• What to do:
Please identify each line below that contains the word "muntin" and copy those lines out, treating uppercase and lowercase as different.

Some records
· · · · ·

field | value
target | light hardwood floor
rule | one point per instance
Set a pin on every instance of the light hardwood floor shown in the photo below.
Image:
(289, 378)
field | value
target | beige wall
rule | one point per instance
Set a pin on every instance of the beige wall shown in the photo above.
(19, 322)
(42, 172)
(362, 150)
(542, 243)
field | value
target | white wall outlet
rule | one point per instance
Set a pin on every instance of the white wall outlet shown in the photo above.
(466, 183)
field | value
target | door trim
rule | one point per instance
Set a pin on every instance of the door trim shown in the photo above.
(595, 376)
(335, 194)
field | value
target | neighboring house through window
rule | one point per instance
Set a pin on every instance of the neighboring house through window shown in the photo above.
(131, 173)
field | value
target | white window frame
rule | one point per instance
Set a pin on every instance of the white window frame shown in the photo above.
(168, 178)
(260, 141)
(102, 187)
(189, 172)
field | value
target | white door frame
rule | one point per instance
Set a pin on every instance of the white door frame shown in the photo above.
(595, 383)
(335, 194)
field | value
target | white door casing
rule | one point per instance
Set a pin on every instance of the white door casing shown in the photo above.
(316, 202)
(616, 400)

· · · · ·

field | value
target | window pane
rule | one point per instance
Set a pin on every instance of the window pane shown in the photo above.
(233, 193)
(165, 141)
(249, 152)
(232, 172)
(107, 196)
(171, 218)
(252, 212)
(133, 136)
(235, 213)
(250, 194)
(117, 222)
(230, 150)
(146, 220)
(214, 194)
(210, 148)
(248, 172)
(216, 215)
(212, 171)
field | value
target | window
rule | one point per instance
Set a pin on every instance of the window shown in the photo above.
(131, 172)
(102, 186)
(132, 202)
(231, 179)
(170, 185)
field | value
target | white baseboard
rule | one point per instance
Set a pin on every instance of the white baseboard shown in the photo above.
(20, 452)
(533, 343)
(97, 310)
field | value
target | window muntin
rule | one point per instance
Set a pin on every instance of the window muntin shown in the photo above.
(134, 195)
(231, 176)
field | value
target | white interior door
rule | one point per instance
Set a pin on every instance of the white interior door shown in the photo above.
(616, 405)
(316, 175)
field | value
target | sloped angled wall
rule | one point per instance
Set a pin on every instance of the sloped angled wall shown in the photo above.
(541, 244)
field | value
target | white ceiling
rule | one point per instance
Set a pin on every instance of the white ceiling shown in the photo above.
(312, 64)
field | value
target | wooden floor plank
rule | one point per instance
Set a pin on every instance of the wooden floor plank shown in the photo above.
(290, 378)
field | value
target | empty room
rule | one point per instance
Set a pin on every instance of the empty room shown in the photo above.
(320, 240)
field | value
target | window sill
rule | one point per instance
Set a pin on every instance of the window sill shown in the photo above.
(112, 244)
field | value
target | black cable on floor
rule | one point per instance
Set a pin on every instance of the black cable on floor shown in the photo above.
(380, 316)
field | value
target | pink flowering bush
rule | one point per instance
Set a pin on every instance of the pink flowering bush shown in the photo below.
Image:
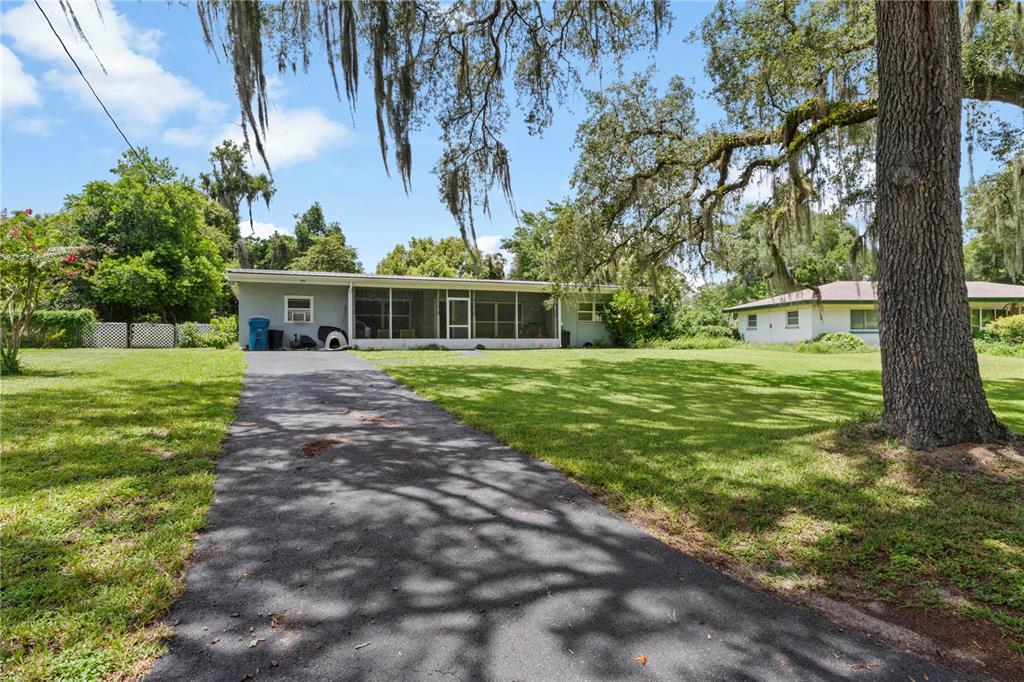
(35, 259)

· · · · ·

• Written response:
target | window muntin
Set a pin on every instance of the window muntin shown in the photo above.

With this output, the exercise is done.